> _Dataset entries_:
□ □ □

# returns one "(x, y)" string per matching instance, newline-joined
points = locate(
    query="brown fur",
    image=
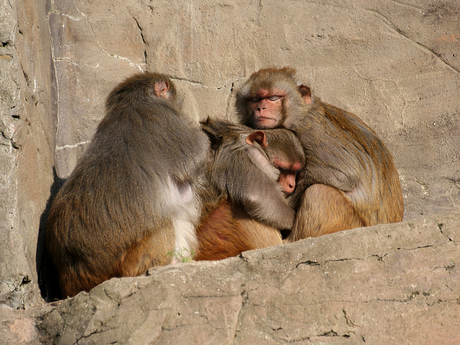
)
(114, 216)
(228, 231)
(244, 208)
(342, 153)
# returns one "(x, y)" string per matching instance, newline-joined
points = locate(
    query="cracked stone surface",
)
(388, 284)
(393, 63)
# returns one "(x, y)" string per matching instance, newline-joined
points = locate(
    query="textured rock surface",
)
(395, 64)
(389, 284)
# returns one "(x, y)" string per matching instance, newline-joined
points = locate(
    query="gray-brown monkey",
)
(133, 197)
(350, 179)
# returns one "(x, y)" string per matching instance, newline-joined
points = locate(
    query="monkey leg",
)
(323, 210)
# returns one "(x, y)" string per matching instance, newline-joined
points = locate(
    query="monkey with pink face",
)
(133, 197)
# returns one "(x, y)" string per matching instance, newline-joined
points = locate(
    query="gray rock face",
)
(394, 64)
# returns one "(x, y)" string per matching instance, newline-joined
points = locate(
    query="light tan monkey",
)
(253, 172)
(132, 197)
(349, 180)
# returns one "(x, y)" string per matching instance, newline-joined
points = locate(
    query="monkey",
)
(349, 180)
(249, 166)
(133, 196)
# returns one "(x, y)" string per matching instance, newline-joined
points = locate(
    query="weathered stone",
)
(394, 64)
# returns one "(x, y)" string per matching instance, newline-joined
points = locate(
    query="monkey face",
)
(267, 108)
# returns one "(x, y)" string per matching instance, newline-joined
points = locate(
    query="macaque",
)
(132, 199)
(249, 168)
(350, 179)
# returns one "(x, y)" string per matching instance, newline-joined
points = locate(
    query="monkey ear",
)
(161, 89)
(258, 137)
(306, 93)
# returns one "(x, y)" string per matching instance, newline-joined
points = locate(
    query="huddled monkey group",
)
(153, 182)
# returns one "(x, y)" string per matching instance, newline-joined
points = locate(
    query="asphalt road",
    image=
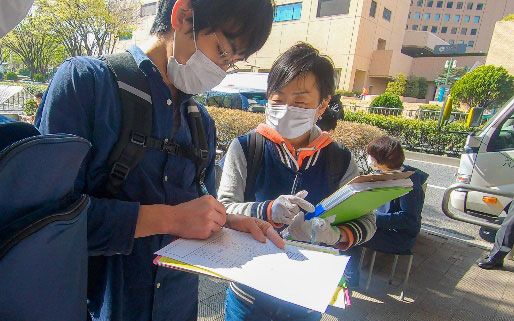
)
(442, 172)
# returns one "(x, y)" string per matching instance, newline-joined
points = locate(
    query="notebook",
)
(292, 274)
(361, 196)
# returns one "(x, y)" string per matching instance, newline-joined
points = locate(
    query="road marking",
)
(436, 187)
(415, 160)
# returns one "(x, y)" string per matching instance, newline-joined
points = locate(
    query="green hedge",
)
(417, 135)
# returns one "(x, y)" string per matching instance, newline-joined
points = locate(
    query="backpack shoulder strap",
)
(200, 151)
(338, 162)
(253, 163)
(136, 126)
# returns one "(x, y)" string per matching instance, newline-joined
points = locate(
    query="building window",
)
(149, 9)
(333, 7)
(387, 14)
(373, 9)
(288, 12)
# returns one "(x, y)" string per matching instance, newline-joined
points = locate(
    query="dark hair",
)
(298, 61)
(387, 151)
(248, 21)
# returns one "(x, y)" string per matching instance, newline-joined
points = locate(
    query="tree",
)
(90, 27)
(397, 86)
(486, 86)
(33, 42)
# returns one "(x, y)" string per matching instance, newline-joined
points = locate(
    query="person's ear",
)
(324, 106)
(180, 15)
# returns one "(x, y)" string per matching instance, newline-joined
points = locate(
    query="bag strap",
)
(253, 163)
(136, 125)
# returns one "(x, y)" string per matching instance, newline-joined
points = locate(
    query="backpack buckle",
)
(204, 154)
(170, 147)
(119, 171)
(138, 139)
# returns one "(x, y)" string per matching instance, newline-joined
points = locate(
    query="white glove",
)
(285, 207)
(316, 230)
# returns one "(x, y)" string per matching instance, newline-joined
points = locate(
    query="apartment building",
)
(349, 31)
(459, 22)
(366, 39)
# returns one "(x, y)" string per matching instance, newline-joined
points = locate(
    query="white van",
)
(487, 163)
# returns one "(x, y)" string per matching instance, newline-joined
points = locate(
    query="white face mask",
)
(11, 13)
(291, 122)
(198, 75)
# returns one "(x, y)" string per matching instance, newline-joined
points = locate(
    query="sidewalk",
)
(445, 284)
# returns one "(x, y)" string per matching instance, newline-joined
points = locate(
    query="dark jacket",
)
(399, 221)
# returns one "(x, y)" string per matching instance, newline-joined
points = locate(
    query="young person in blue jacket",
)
(399, 221)
(295, 174)
(196, 42)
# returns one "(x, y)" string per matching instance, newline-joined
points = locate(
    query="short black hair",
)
(248, 21)
(298, 61)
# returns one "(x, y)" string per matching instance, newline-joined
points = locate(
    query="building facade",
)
(366, 39)
(459, 22)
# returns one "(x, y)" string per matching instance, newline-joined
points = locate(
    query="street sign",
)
(450, 49)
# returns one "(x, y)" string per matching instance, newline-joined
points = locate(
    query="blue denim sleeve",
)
(409, 216)
(82, 100)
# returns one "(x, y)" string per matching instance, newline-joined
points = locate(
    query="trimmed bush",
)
(232, 123)
(433, 107)
(415, 134)
(387, 100)
(11, 75)
(30, 107)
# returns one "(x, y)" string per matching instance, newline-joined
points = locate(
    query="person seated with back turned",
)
(399, 221)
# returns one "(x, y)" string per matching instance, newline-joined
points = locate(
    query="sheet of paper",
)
(301, 276)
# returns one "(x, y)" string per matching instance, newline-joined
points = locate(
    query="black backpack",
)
(338, 163)
(136, 129)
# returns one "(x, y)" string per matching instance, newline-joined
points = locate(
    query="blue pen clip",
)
(318, 211)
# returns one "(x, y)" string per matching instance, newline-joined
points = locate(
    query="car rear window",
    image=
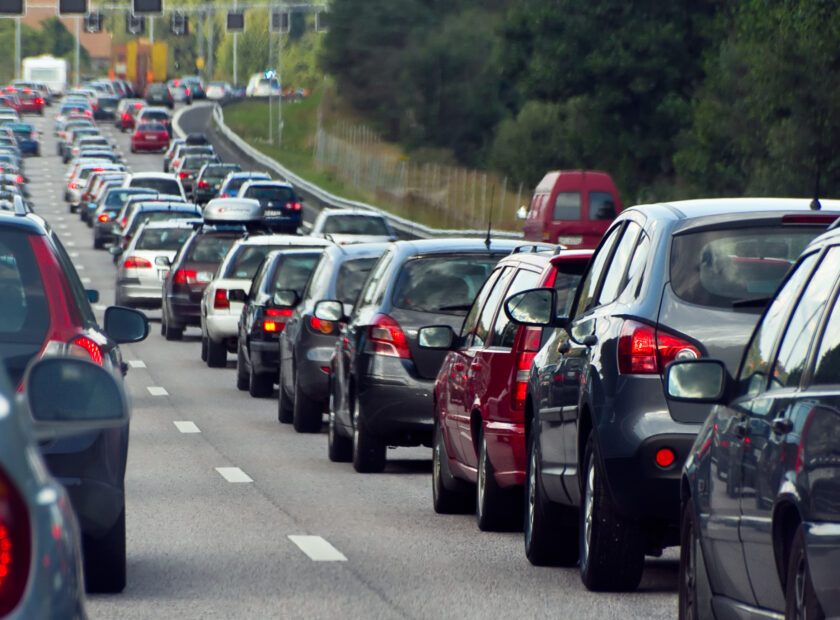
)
(717, 268)
(162, 186)
(442, 284)
(351, 277)
(355, 225)
(169, 239)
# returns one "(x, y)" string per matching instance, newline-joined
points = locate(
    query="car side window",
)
(504, 332)
(619, 263)
(752, 377)
(471, 320)
(803, 325)
(596, 269)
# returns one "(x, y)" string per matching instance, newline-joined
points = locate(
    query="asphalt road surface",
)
(209, 542)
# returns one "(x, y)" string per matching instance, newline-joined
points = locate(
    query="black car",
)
(761, 486)
(668, 282)
(382, 381)
(307, 343)
(276, 289)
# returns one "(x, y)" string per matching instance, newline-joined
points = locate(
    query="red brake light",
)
(387, 338)
(15, 545)
(645, 350)
(220, 300)
(137, 262)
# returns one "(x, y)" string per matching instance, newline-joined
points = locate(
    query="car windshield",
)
(718, 268)
(355, 225)
(169, 239)
(442, 284)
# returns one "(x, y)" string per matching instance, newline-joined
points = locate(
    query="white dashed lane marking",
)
(185, 426)
(234, 474)
(318, 549)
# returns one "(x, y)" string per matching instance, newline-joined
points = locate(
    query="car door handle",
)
(782, 426)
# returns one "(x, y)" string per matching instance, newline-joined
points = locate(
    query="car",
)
(159, 94)
(46, 312)
(234, 181)
(42, 544)
(306, 343)
(156, 181)
(572, 207)
(352, 226)
(669, 281)
(759, 491)
(209, 179)
(480, 391)
(381, 380)
(225, 221)
(222, 299)
(149, 136)
(283, 207)
(145, 263)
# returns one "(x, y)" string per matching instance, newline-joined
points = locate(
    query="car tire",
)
(695, 593)
(306, 414)
(449, 495)
(550, 530)
(339, 447)
(496, 509)
(800, 595)
(216, 353)
(368, 451)
(612, 548)
(259, 385)
(243, 380)
(104, 560)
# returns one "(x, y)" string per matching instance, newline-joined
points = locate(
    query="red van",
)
(573, 208)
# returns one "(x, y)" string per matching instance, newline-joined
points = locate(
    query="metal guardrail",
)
(331, 200)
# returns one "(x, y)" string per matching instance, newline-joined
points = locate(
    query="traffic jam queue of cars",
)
(667, 378)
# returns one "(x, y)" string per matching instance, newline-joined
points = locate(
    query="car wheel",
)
(449, 495)
(550, 530)
(259, 385)
(496, 509)
(694, 589)
(243, 379)
(104, 559)
(612, 552)
(306, 415)
(800, 597)
(216, 353)
(368, 451)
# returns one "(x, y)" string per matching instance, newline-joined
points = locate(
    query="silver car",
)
(140, 274)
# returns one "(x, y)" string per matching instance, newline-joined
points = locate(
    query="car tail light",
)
(220, 300)
(529, 341)
(645, 350)
(275, 319)
(15, 545)
(386, 337)
(137, 262)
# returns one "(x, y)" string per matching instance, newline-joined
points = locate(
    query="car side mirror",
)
(237, 295)
(440, 337)
(699, 381)
(125, 325)
(535, 307)
(286, 297)
(68, 396)
(329, 310)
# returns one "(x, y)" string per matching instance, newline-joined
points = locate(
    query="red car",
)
(150, 137)
(479, 397)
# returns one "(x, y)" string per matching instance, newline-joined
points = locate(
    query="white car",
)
(345, 226)
(219, 313)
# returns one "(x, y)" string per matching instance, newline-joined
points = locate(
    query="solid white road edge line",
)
(318, 549)
(234, 474)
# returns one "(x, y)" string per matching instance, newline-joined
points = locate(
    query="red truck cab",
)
(573, 208)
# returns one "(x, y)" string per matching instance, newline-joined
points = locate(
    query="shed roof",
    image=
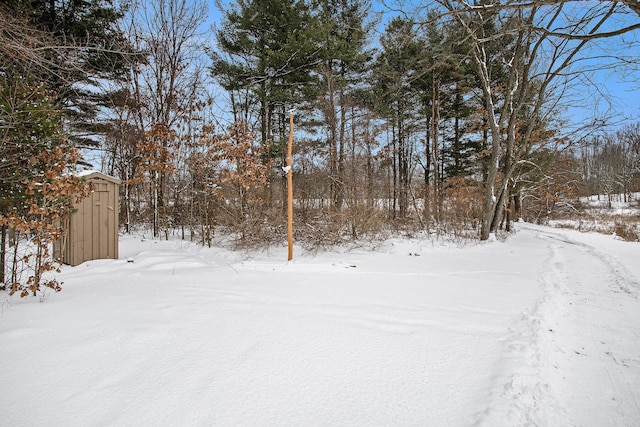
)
(88, 174)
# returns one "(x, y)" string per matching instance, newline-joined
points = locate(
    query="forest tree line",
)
(446, 117)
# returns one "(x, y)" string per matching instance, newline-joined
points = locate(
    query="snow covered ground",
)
(542, 329)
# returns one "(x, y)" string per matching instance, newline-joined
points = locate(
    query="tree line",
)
(446, 117)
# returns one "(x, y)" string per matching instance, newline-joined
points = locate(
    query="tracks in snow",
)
(576, 354)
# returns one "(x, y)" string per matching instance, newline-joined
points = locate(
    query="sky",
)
(619, 104)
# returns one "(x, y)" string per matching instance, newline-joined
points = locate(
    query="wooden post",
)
(290, 189)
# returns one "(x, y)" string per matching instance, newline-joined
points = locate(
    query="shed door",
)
(100, 219)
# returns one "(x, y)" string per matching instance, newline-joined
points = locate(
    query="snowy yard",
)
(543, 329)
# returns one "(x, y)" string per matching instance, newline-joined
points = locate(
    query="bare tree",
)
(544, 48)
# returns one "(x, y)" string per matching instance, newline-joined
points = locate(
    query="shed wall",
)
(92, 231)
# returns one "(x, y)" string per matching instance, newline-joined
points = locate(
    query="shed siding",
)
(93, 228)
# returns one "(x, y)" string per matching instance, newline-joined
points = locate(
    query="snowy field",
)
(542, 329)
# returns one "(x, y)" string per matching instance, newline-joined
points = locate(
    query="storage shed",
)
(92, 229)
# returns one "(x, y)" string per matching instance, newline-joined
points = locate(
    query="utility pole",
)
(289, 171)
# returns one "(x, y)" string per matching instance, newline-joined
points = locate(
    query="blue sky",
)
(621, 102)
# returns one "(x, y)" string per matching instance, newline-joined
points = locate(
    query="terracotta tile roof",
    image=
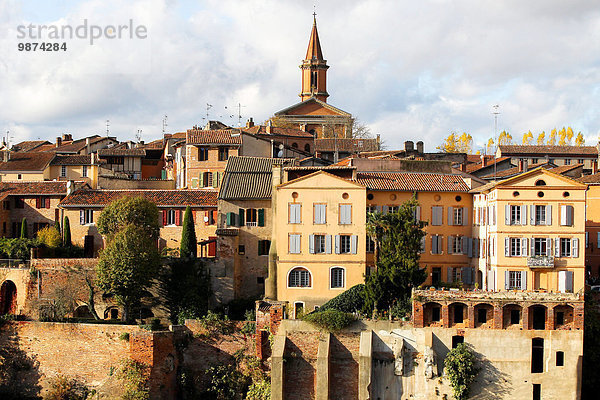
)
(29, 145)
(249, 177)
(72, 160)
(121, 152)
(565, 168)
(346, 145)
(30, 161)
(411, 181)
(162, 198)
(551, 150)
(275, 130)
(222, 136)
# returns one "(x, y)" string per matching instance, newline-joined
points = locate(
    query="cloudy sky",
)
(408, 69)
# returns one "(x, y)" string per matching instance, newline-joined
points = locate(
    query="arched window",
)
(299, 277)
(337, 277)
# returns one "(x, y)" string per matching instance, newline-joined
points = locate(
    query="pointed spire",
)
(314, 46)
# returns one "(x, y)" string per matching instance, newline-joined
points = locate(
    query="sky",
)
(409, 70)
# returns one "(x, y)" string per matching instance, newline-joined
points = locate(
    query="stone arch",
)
(563, 316)
(8, 298)
(484, 315)
(512, 316)
(538, 315)
(432, 314)
(458, 315)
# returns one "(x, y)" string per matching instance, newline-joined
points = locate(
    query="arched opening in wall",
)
(457, 312)
(432, 314)
(8, 298)
(112, 313)
(484, 315)
(563, 317)
(82, 311)
(537, 317)
(512, 316)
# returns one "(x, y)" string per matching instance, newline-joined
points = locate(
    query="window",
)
(223, 153)
(86, 217)
(263, 247)
(565, 247)
(318, 244)
(337, 278)
(320, 211)
(457, 216)
(540, 246)
(294, 243)
(295, 213)
(540, 215)
(202, 153)
(514, 280)
(345, 244)
(345, 214)
(515, 247)
(299, 277)
(560, 359)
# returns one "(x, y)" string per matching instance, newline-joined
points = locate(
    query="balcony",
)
(540, 262)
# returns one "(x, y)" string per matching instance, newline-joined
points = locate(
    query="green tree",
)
(397, 267)
(129, 211)
(461, 370)
(66, 233)
(127, 265)
(24, 228)
(189, 243)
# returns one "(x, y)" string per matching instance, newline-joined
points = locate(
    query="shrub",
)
(50, 237)
(330, 320)
(351, 300)
(64, 388)
(460, 370)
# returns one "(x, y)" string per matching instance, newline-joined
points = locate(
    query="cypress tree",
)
(188, 236)
(24, 228)
(66, 233)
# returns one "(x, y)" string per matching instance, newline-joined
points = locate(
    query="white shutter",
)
(523, 280)
(353, 244)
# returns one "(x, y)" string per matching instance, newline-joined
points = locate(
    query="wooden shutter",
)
(261, 217)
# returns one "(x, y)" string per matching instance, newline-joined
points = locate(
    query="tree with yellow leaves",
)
(457, 144)
(527, 138)
(541, 138)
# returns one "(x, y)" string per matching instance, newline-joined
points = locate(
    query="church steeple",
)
(314, 69)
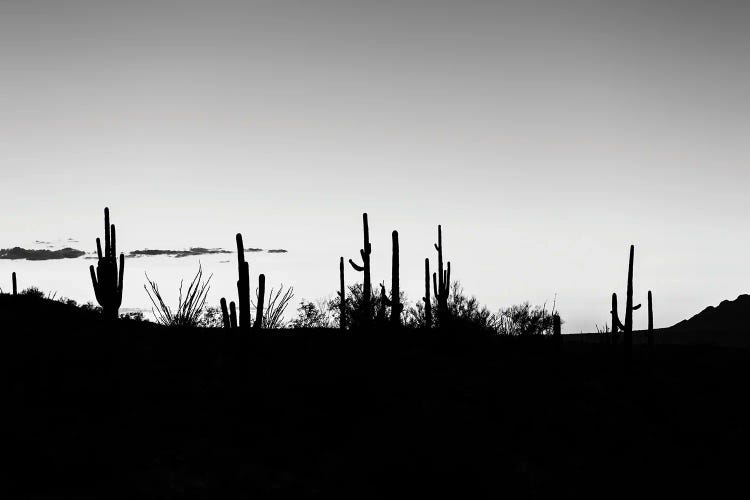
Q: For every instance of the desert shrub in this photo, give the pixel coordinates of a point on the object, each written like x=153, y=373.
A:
x=211, y=318
x=313, y=315
x=32, y=292
x=133, y=316
x=189, y=308
x=523, y=319
x=275, y=307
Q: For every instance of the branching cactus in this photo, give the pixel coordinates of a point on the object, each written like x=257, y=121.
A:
x=627, y=328
x=441, y=282
x=426, y=298
x=342, y=296
x=365, y=268
x=396, y=306
x=106, y=280
x=259, y=306
x=243, y=285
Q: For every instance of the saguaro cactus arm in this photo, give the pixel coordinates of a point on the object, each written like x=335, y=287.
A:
x=106, y=280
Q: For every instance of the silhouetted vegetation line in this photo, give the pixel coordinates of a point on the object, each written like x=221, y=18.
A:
x=107, y=286
x=190, y=307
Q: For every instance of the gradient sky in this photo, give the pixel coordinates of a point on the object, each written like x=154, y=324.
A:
x=545, y=136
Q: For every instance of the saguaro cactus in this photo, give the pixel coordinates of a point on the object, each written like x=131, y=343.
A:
x=426, y=298
x=107, y=286
x=365, y=268
x=627, y=328
x=342, y=296
x=224, y=313
x=259, y=306
x=396, y=306
x=650, y=333
x=441, y=283
x=243, y=285
x=232, y=315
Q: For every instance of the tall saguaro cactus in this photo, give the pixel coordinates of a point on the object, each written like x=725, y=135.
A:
x=259, y=306
x=426, y=298
x=243, y=285
x=396, y=306
x=106, y=280
x=441, y=283
x=627, y=328
x=650, y=333
x=365, y=268
x=342, y=296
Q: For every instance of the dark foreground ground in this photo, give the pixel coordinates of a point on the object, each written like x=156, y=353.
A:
x=138, y=412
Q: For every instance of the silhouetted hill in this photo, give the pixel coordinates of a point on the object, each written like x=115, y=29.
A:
x=129, y=410
x=729, y=315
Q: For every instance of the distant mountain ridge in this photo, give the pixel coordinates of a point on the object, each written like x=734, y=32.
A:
x=728, y=315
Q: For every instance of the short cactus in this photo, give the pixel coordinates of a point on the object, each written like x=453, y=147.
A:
x=107, y=286
x=342, y=296
x=365, y=252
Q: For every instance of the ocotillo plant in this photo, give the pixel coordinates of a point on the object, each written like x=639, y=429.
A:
x=107, y=286
x=342, y=296
x=650, y=322
x=396, y=306
x=365, y=267
x=442, y=283
x=259, y=306
x=426, y=298
x=243, y=285
x=627, y=328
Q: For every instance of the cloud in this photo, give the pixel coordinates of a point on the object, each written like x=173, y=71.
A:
x=178, y=253
x=18, y=253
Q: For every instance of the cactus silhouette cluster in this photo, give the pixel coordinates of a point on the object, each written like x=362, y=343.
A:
x=365, y=252
x=627, y=327
x=229, y=316
x=441, y=281
x=106, y=280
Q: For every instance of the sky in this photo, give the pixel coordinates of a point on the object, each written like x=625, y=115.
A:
x=545, y=136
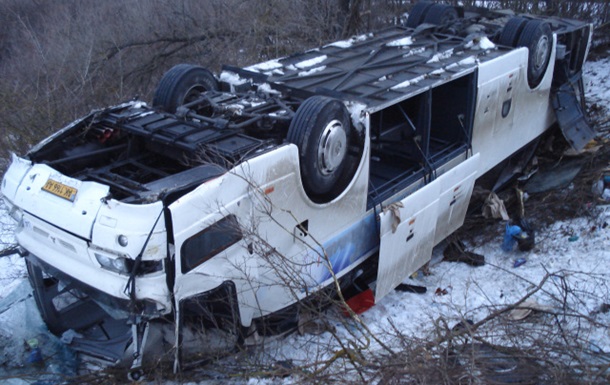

□ □ □

> _TASK ITEM_:
If a line of the data contains "wooden", it counts; report the number of such lines and nothing else.

> _OUTPUT BELOW_:
2